- [Fragmento para leer]:

━━━━━━━━━━━━━━━━━━━━━━━━━━━━━━

Dios es tan grande, a mí me ha dado muchísimas satisfacciones. Yo, día a día, vivo agradecida con Dios. Me ha dado mucho; a veces, más de lo que merezco. Yo le decía a mi hermana: “Hermana, ¿sabes qué? No sé cuándo pero algún día me voy a subir a un avión”. Le decía que antes de morirme me iba a subir a un avión. Y a mi hermana le daba mucha risa. Y me respondía que estaba loca. ¡Sí!

Después del programa de Canal Once, donde me entrevistaron, pasó algo maravilloso. Recibí una llamada para dar unas pláticas en Tabasco. Me habló la esposa del candidato del PRD, no recuerdo el nombre, y me pagaron el avión para ir a dar una plática a Tabasco, pues estaban en tiempo de elecciones. Llegué a un hotel maravilloso, me llevé a mi hermana y a mi hijo. Tuve la gran dicha de que no sólo yo me subí a ese avión. También ellos.

Cuando uno quiere ayudar al ser humano, no es necesario tener muchos cargos. Nada más hay que tener voluntad y decisión de hacerlo. Yo he ayudado a la gente desde antes de que Dios me diera la oportunidad de tener puestos de poder. Claro que, cuando Dios me dio la oportunidad de tener dichos cargos, la pude ayudar más. Y hoy la puedo ayudar más todavía.

Muchas veces, los políticos nos hemos equivocado y hemos dicho: “Es que yo quiero llegar al poder para poder ayudar al pueblo”. No es cierto. Es una equivocación. Es un complemento llegar al poder. Cuando tú quieres ayudar a la gente, buscas los medios. Si nunca llegas a tener un cargo de alto rango, ¿entonces nunca vas a hacer nada? Sí lo podemos hacer. Fíjate que, a veces, ayudar a la gente incluso depende de escucharla de verdad, para poder conocer en dónde está el problema y de qué manera puede resolverse. Eso es lo más importante.

Aquí, la gente viene hasta para pedir un consejo: “Hola, Conchita, fíjese que mi hija se fue con el novio y quedó embarazada, ¿qué puedo hacer?”. “Oiga, fíjese que a mi hija le pegan mucho, la tratan mal, ¿qué me aconseja que hagamos?”. Yo les digo: “Tráiganmela. Tráigame a su hija y aquí platicamos”. Llega la hija:

–¿Cómo estás?

–Bien, bien.

–Oye, m’ija, pues yo soy la tercera regidora, Concepción Cruz García, todo el mundo me dice Conchita. Te quiero preguntar algo. A ver, mi amor, ¿quieres a tu marido?

━━━━━━━━━━━━━━━━━━━━━━━━━━━━━━

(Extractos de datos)

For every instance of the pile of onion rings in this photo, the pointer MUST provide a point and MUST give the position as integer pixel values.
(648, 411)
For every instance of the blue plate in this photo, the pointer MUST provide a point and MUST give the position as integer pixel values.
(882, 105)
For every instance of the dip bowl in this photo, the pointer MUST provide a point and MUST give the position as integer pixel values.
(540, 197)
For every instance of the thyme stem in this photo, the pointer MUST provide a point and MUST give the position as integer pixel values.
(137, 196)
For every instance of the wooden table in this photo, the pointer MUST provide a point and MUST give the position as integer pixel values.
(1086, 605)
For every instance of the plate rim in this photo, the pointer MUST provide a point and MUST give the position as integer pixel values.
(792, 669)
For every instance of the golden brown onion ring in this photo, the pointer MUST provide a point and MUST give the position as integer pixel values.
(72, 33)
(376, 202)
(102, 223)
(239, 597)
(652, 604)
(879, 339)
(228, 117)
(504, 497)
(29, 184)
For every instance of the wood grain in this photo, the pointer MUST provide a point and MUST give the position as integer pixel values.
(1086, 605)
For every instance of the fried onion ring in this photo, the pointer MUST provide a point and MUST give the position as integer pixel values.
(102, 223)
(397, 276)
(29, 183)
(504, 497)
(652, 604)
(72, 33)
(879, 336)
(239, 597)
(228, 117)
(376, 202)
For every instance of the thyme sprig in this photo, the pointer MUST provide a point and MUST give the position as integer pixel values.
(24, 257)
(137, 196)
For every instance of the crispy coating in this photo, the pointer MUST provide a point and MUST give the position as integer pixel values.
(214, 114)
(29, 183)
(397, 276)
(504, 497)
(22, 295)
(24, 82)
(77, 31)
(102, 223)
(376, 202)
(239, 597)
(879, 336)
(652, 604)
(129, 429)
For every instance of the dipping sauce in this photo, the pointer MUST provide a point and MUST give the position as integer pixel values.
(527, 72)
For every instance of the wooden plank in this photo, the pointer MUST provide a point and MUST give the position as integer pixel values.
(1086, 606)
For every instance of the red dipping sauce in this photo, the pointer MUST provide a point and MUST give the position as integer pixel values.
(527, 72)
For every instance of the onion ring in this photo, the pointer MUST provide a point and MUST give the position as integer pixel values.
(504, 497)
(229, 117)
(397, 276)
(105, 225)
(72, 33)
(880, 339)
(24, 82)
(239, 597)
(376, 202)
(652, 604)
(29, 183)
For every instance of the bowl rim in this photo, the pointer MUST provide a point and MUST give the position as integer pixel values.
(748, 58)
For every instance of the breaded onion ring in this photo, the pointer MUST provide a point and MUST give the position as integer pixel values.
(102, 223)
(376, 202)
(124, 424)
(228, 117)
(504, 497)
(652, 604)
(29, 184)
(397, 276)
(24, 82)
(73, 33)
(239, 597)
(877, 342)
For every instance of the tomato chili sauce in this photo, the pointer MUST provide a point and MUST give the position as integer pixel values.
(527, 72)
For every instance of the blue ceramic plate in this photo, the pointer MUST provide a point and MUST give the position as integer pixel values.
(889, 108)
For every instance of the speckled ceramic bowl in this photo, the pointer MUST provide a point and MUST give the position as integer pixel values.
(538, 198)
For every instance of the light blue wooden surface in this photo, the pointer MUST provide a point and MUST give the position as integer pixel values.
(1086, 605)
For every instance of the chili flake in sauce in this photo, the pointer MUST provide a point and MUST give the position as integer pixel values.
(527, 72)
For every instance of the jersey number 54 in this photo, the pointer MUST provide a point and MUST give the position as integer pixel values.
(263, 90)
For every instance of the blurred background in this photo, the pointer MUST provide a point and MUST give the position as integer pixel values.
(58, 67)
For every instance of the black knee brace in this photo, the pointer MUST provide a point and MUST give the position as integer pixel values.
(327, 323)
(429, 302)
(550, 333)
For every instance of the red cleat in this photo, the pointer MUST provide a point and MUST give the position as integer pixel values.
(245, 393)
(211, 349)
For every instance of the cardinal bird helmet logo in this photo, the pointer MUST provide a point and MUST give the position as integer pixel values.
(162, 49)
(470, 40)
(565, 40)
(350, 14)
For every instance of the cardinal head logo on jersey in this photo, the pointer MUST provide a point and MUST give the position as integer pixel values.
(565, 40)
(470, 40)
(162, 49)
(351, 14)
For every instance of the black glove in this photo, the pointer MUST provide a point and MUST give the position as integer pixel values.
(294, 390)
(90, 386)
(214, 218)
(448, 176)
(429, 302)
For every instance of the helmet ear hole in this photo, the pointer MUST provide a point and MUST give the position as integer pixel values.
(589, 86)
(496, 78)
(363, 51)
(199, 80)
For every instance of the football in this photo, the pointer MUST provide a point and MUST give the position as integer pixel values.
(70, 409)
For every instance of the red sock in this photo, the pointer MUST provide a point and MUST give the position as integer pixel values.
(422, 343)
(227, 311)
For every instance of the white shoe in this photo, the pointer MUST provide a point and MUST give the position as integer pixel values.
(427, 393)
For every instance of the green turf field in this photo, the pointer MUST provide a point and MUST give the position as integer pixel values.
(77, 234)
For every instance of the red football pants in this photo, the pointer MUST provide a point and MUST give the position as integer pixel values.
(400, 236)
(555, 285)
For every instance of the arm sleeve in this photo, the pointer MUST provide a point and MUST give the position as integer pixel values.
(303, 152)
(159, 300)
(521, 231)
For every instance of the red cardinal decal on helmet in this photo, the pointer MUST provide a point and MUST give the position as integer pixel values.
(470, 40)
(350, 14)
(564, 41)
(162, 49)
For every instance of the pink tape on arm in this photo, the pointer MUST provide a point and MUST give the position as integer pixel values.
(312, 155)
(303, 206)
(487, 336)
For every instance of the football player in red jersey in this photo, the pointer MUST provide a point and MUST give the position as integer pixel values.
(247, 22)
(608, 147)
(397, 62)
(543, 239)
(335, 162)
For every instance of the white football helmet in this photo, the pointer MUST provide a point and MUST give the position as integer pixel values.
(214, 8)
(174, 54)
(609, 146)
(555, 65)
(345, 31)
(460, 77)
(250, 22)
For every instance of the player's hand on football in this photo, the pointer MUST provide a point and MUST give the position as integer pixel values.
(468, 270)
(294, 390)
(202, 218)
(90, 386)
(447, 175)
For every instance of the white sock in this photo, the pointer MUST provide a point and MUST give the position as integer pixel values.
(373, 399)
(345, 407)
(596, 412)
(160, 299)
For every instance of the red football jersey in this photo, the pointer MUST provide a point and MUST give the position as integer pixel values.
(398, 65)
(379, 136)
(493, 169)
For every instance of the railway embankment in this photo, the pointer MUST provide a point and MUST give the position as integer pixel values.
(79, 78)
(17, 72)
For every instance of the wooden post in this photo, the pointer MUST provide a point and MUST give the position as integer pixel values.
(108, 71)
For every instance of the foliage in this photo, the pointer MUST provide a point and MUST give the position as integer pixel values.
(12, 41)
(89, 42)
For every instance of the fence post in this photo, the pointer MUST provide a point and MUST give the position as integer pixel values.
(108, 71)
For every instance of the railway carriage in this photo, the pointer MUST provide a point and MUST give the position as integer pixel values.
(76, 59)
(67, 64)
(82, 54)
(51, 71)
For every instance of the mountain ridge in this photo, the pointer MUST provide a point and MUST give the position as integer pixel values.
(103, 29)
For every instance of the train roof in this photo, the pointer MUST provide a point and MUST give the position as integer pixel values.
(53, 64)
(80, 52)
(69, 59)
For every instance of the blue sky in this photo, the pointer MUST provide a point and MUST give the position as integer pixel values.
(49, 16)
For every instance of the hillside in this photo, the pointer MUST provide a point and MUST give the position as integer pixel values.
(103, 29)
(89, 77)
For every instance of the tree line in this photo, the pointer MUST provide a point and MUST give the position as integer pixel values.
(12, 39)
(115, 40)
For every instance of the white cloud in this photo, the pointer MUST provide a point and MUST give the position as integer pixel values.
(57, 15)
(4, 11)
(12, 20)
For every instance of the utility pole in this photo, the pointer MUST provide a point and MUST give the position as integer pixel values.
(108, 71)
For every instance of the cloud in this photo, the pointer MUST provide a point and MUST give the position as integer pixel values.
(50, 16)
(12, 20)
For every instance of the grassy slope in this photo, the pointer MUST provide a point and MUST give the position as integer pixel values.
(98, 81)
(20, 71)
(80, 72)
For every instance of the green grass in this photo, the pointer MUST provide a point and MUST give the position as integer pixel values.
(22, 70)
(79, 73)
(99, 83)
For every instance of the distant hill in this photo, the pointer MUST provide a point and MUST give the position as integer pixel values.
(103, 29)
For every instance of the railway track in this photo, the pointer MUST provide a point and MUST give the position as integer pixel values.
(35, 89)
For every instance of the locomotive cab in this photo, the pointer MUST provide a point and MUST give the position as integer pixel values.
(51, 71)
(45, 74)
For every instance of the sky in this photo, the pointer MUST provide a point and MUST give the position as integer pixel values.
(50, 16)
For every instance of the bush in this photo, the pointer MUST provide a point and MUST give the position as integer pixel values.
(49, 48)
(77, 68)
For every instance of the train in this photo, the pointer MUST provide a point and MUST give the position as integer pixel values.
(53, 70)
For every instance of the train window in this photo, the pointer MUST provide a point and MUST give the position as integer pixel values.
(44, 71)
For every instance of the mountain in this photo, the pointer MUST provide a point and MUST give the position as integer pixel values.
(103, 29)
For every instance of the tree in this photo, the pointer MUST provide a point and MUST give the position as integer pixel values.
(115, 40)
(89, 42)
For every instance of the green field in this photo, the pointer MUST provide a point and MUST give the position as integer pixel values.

━━━━━━━━━━━━━━━━━━━━━━━━━━━━━━

- [Tareas]:
[A] En el fragmento sobre ayudar a la gente, ¿a quiénes llevó consigo quien narra en el viaje a Tabasco?
[B] Prosigue el fragmento sobre ayudar a la gente a partir de su última línea.

- [Respuestas]:
[A] A su hermana y a su hijo.

[B]
–No, pus…

–Si quieres a tu marido, entonces lucha por él —y ya le digo las formas—. Y si no lo quieres, no te engañes. Dale las gracias; no esperes a llenarte de más niños, mi reina; ¿y sabes qué, amor? Lucha sola. La mujer tiene la fortaleza para salir adelante en la vida, con marido o sin marido. Con hijos o sin hijos. No serás la primera mujer en la tierra que se va quedar con uno, dos, tres hijos. ¡No! Aquí han venido señoras sin marido y con ocho hijos, y aquí estamos, echándoles la mano. Les digo: “¡Aguas, y ya cálmense! ¡Ya no más hijos!”. Y no porque yo sea egoísta, sino porque tener hijos es muy fácil. Pero vamos más allá: ¿qué queremos para nuestros hijos? ¿Qué vamos a hacer? No nada más es tenerlos por tenerlos. A veces, mando llamar al marido. Quiero platicar con los dos y decirles que no se trata solamente de ella, de él o de nuestra intervención. Se trata de ellos, de los niños que tienen bajo su responsabilidad. “¿Qué va a pasar? Háganlo por ellos. Ahora, háganlo por ellos en la medida que haya un amor entre ustedes. Y si no, no lo hagan ni por ellos. Nada más sean responsables con los niños y ya, cada quien su vida”.

Amar al prójimo debería ser el trabajo del político; esa parte es la que hemos olvidado. Yo siempre le he dicho a la gente: lo material, eso es lo de menos. Dios nos dio a nosotros, como seres humanos, todo para vivir bien. Nos dio inteligencia, nos dio fuerza, nos dio pensamiento, nos da motivación. Nos dio ¡todo! El problema es que no nos hemos enfocado. ¿Qué vamos a hacer con lo que Dios nos dio? Dios nos dio valores, nos dio principios, por naturaleza. No los hemos desarrollado. En la medida en que cada ser humano, aprenda a amar al prójimo y a respetarlo, ya no se necesitarán tantas leyes ni tantos policías ni tantas armas. ¡Te lo juro que no! La paz debe estar en nosotros mismos para poder estar en paz con nuestro prójimo. Mi política es esa. Yo no concibo la política para enriquecerme ¡no! La política debe utilizarse para cosas positivas.